WHAT NEEDS TO BE DONE:
Shift every bounding box coordinate in the answers by -13 as you reproduce the material from its start through the line containing "[363,155,388,183]", both ends included and the requests kept as they are. Leave the pictures out.

DATASET CONTENT:
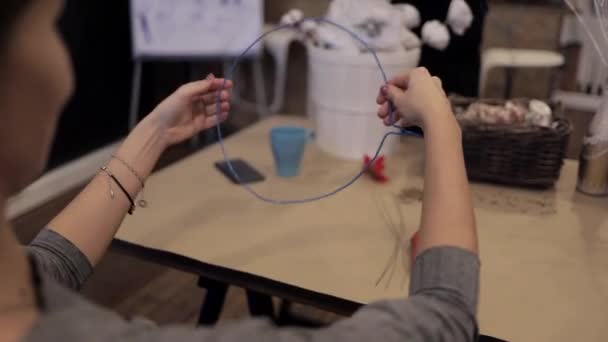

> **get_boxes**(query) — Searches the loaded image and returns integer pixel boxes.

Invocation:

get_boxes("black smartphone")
[215,159,266,184]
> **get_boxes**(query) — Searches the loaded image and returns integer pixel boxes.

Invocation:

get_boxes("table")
[117,117,608,341]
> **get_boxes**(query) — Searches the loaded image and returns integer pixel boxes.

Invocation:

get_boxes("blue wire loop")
[216,17,421,205]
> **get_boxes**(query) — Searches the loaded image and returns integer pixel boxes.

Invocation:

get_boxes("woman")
[0,0,479,342]
[393,0,488,97]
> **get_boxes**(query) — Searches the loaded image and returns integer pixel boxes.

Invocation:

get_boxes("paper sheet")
[131,0,263,58]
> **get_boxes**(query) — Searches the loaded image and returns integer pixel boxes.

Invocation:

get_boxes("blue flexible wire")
[216,17,421,205]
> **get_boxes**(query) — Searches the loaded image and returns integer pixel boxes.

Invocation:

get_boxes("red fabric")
[363,155,388,183]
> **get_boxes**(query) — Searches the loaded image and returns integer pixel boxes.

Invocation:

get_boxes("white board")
[131,0,263,59]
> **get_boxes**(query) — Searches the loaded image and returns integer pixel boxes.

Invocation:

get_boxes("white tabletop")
[117,117,608,341]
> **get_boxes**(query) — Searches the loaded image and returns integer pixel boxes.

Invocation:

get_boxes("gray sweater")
[26,230,479,342]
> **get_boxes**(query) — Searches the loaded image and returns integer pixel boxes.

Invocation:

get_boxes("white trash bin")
[308,45,420,160]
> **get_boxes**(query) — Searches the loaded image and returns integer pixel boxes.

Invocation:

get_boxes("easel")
[128,0,269,137]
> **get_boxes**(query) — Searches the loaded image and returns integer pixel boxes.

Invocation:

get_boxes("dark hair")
[0,0,32,48]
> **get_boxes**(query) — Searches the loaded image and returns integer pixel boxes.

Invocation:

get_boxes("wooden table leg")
[198,277,228,325]
[246,290,277,322]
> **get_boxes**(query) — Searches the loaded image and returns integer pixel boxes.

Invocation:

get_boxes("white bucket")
[308,46,420,160]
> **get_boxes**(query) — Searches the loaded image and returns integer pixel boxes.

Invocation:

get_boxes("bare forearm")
[419,113,477,253]
[49,120,166,266]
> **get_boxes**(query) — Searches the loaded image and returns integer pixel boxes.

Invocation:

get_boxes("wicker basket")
[451,98,572,188]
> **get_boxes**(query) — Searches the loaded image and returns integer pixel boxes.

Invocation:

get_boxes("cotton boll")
[281,11,298,25]
[526,100,553,127]
[422,20,450,51]
[446,0,473,36]
[400,27,422,50]
[393,4,421,30]
[287,8,304,23]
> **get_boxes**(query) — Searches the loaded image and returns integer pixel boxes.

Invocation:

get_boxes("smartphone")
[215,159,266,184]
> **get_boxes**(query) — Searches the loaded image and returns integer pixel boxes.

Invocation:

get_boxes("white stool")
[479,48,565,98]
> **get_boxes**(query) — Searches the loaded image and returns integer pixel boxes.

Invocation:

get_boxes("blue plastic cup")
[270,126,310,177]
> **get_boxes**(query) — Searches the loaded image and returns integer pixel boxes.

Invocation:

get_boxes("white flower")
[446,0,473,36]
[422,20,450,51]
[393,4,421,30]
[401,27,422,50]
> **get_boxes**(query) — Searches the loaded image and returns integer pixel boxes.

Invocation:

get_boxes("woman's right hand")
[377,68,453,128]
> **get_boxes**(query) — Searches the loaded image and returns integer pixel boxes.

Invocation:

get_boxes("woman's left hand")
[146,75,232,146]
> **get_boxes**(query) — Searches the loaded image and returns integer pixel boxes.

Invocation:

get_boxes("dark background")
[48,0,197,169]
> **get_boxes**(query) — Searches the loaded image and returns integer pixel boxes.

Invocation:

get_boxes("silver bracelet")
[112,154,148,208]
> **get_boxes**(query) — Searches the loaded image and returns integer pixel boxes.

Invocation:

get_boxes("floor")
[13,0,590,336]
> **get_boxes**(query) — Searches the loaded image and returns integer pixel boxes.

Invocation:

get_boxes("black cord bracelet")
[101,166,135,215]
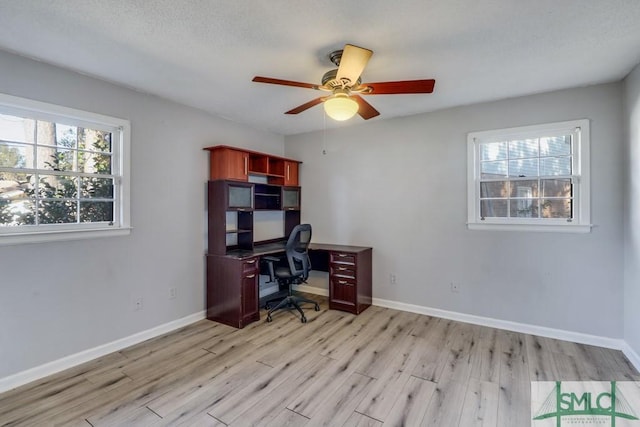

OUTPUT OF THE TASK:
> **get_boxes**(query) — Searches the loaded image and returns integer pixel boxes.

Invocation:

get_boxes("black smartphone")
[202,146,253,171]
> **get_boxes**(query) — Searches the loaded image and returns integer pixel boxes.

Invocation:

get_boxes("table")
[104,104,595,328]
> **get_boxes**(query) — Searches the loaded image and returns integer pixel boxes.

Invocation:

get_boxes("blue wire loop")
[203,4,408,192]
> **get_boxes**(query) — Searches the loaded image and returns integer pixel boxes.

Invocation:

get_boxes("woman")
[-13,-13,466,329]
[380,-13,475,84]
> **get_boxes**(query) — Searches the loaded image and returns integer pixel boxes.

Invocation:

get_boxes("paper sheet")
[118,-13,250,45]
> **get_boxes**(query) — Searches the loaded image and returns integer pixel boxes.

Invocation:

get_boxes("blue flexible wire")
[203,4,408,192]
> **get_boxes**(query) — Searches the loaded image and returns integer pixel boxes.

Invocation:

get_boxes("red fabric")
[350,142,375,170]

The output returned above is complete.